[Saved data entries]
-----

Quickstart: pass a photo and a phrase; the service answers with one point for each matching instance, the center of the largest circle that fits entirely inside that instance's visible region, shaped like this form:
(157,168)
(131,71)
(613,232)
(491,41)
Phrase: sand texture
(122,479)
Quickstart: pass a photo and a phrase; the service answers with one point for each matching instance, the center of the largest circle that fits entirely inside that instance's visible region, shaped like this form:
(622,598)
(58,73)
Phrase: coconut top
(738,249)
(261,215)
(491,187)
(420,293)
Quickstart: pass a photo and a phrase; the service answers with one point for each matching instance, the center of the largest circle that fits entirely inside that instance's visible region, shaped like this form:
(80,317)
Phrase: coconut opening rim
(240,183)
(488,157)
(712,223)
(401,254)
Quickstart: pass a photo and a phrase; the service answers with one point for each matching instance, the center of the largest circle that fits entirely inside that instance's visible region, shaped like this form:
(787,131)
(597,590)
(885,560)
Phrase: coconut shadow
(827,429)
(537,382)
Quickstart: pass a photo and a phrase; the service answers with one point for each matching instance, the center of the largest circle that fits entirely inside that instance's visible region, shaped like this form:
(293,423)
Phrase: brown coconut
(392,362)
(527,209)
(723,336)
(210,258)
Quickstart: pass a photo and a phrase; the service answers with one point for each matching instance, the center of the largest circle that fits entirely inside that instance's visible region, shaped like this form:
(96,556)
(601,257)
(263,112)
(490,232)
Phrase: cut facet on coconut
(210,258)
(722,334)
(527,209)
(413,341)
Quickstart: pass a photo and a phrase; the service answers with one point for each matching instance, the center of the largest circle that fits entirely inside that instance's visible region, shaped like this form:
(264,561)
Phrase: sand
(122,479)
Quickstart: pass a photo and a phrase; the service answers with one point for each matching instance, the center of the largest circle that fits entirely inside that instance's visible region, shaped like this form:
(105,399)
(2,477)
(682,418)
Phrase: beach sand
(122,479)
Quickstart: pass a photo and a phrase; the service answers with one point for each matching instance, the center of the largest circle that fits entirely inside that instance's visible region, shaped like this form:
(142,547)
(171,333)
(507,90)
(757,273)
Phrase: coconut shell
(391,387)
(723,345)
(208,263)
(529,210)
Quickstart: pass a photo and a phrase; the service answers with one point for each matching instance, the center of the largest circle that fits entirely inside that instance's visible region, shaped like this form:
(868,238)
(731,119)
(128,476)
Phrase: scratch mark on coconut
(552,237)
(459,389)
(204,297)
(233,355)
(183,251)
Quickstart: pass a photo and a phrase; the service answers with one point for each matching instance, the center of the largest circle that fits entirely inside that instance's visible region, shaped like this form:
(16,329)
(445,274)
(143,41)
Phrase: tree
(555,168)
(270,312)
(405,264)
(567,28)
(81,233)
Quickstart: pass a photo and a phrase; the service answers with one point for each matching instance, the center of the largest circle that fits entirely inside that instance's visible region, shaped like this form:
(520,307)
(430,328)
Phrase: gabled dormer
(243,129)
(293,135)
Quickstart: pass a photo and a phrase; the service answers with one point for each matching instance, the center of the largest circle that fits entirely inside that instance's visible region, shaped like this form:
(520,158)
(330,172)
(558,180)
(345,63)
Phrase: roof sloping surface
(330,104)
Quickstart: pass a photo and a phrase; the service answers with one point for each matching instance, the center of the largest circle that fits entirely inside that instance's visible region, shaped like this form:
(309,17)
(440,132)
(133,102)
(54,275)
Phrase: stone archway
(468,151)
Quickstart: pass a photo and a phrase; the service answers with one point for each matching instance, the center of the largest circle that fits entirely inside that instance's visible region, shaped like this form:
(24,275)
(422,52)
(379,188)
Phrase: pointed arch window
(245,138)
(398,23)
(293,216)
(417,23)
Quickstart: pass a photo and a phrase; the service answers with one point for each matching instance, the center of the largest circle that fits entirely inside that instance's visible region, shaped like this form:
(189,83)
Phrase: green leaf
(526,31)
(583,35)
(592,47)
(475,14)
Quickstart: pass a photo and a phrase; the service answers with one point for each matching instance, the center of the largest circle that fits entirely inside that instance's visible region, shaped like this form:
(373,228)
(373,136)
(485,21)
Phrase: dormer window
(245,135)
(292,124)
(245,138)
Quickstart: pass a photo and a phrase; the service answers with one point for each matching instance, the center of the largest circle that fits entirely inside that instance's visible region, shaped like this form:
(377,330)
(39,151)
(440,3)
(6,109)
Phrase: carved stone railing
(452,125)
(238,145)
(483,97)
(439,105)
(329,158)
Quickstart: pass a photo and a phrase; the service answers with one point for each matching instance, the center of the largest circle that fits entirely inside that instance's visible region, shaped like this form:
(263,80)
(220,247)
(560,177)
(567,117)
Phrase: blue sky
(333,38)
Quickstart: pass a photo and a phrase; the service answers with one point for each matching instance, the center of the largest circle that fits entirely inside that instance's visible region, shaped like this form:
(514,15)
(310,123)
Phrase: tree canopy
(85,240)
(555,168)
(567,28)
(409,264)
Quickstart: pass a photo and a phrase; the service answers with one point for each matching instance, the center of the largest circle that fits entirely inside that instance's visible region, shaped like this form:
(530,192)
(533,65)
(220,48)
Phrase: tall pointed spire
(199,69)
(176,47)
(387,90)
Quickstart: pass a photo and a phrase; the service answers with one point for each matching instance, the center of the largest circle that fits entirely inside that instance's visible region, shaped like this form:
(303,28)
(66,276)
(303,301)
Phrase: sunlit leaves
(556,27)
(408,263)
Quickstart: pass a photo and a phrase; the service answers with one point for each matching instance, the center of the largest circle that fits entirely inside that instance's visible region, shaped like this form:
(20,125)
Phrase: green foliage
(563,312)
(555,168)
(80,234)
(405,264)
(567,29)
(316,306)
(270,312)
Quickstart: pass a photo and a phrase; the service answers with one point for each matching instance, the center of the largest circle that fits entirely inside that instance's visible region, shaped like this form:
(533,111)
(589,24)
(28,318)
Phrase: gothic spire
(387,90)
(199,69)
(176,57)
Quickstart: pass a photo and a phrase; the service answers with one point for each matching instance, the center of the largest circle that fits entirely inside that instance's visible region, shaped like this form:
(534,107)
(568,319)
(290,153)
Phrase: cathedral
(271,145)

-----

Work request |
Retype the entries one by one, exactly.

Task answer |
Quickstart: pass a photo and a phrase; the service answers with one point for each matching instance, the center of the largest circle that fits entirely inside that instance's visible region, shaped like this form:
(157,168)
(131,71)
(613,232)
(491,41)
Phrase: sand texture
(122,479)
Quickstart: pass a photo and a phrase; the service answers with one point for each matching instance, the center of the largest circle that fits entirely inside that instance's visible region, shaped like this form:
(622,598)
(58,73)
Phrase: coconut top
(738,249)
(261,215)
(491,187)
(420,293)
Quickstart: pass a photo and a phrase; the service answers with one point for each matching instance, the center of the largest circle that fits entirely inside that instance's visible region, shaped like this form:
(80,317)
Phrase: coconut opening rim
(240,183)
(488,157)
(712,223)
(401,254)
Quickstart: pass a photo and a phrase; the service answers with one point for each matching instance, the center of the largest circle that fits entirely inside that instance's visible region, shaped like this form:
(787,131)
(597,590)
(885,560)
Phrase: coconut shadow
(827,429)
(537,382)
Quickstart: pass a photo and a phrase; the service answers with one point for each matching instance, the center of the largest circle that fits entirely inside that instance's visible region, shaped like this form:
(293,423)
Phrase: brown coconut
(392,362)
(527,209)
(723,336)
(210,258)
Quickstart: pass a photo and a phrase; the service answers with one point for each matching instance, the center of the largest circle that fits entirely inside that instance's visible region, shaped like this form:
(96,556)
(601,257)
(263,112)
(490,232)
Phrase: cut facet on coconut
(210,258)
(722,334)
(527,209)
(413,341)
Quickstart: pass a photo and a phrase; the service answers with one point for each matching instance, the center of the largest circle that fits entirely inside that instance's visible region, shaped like this form:
(264,561)
Phrase: sand
(122,479)
Quickstart: pass a photo and a phrase; the service answers with one point for each matching instance, the center of the largest circle that fits entirely inside that instance's visible region, shaped like this form:
(105,399)
(2,477)
(682,418)
Phrase: beach sand
(122,479)
Quickstart: pass a photo and a phrase; the service answers with one point for each matching instance, the center of the largest circle that fits entirely inside that instance's visible region, shaped like this form:
(142,547)
(171,333)
(507,90)
(757,273)
Phrase: coconut shell
(391,387)
(723,345)
(208,263)
(529,210)
Quickstart: pass a photo and a phrase; the service answers with one point for each matching instance, the center of the largest circle that fits entirely inside that instance's visible region, shaped like this form:
(868,238)
(731,119)
(128,476)
Phrase: scratch mark on coconut
(552,237)
(459,389)
(204,297)
(233,355)
(183,251)
Quickstart: pass a photo and a phrase; the service answers with one point for each matching instance, the center of the largest circle that fits entirely inside that instance's visible region, shaped like this form:
(16,329)
(445,274)
(143,41)
Phrase: tree
(555,168)
(270,312)
(405,264)
(567,28)
(81,233)
Quickstart: pass a photo and a phrase; the service answers with one point for each matching instance, the center of the largest circle that fits entirely inside that instance's visible region, shaped like this form:
(520,307)
(430,328)
Phrase: gabled dormer
(243,129)
(293,135)
Quickstart: pass a photo and a phrase; the service answers with one point for each matching instance, the center of the largest circle that fits entirely inside that instance's visible region, shaped like this form:
(520,158)
(330,172)
(558,180)
(345,63)
Phrase: roof sloping surface
(330,104)
Quickstart: pass a photo and a phrase; the service answers with one point for each matching instance, the center of the largest circle that fits entirely inside that instance's visible region, shaped like this form:
(309,17)
(440,132)
(133,102)
(54,275)
Phrase: stone archway
(468,151)
Quickstart: pass a photo and a phrase; the service answers with one point for each matching instance, the center of the largest circle that fits entirely inside that instance's visible region, shaped like this form:
(24,275)
(422,52)
(379,188)
Phrase: pointed arch window
(245,138)
(398,23)
(293,216)
(417,23)
Quickstart: pass a photo and a phrase; the service answers with one point for each matching instance, the center of the largest circle that fits entirely inside that instance's visible region, shaped like this form:
(189,83)
Phrase: green leaf
(526,31)
(583,35)
(592,47)
(475,14)
Quickstart: pass a photo and a phrase; the service answers with one point for each matching instance, the center of the largest circle that fits entirely inside that instance's visible region, shaped like this form:
(373,228)
(373,136)
(485,21)
Phrase: dormer window
(245,135)
(292,124)
(245,138)
Quickstart: pass a photo and a phrase; the service answers with one point for each matching instance, the center of the largest circle that fits entirely inside that instance's visible region, shaped like this form:
(377,330)
(39,151)
(440,3)
(6,109)
Phrase: carved stone railing
(452,125)
(238,145)
(483,97)
(439,105)
(329,158)
Quickstart: pass a photo and a phrase; the service answers with one point for each matching instance, the center of the largest circle that fits entirely inside that instance's visible region, shaped like this form:
(263,80)
(220,247)
(560,177)
(567,117)
Phrase: blue sky
(333,38)
Quickstart: pass a photo and a phrase; the service answers with one point for each matching instance, the center of the largest circle that fits entirely inside that instance's visible region, shaped like this form:
(514,15)
(310,123)
Phrase: tree canopy
(85,240)
(555,168)
(567,28)
(409,264)
Quickstart: pass a photo and a phrase; the service answers with one point for each matching instance, the center of the largest circle that fits entirely inside that instance's visible region, shaped like this form:
(530,192)
(533,65)
(220,48)
Phrase: tall pointed spire
(199,69)
(176,47)
(387,90)
Quickstart: pass a photo and a phrase; the service answers with one point for each matching instance, the center of the largest circle that fits entirely inside that instance's visible region, shaped like this form:
(303,28)
(66,276)
(303,301)
Phrase: sunlit leaves
(556,27)
(408,263)
Quickstart: pass a photo and a phrase; the service answers with one point for each matching instance, the center of the largest circle that fits entirely inside that instance's visible region, shaped like this form:
(20,125)
Phrase: green foliage
(563,312)
(555,168)
(80,234)
(405,264)
(567,29)
(316,306)
(270,312)
Quickstart: pass a photo and a phrase; the service answers with one point for each matching instance, the center of the largest circle that fits entirely inside that instance's visible region, shaped like this form:
(533,111)
(589,24)
(28,318)
Phrase: gothic spire
(387,90)
(199,69)
(176,57)
Quickstart: pass a photo and a phrase; the service answers with one point for each matching instance, the center of the largest circle that fits entirely inside that instance's visible region, shaped like this form:
(534,107)
(568,319)
(290,153)
Phrase: cathedral
(271,145)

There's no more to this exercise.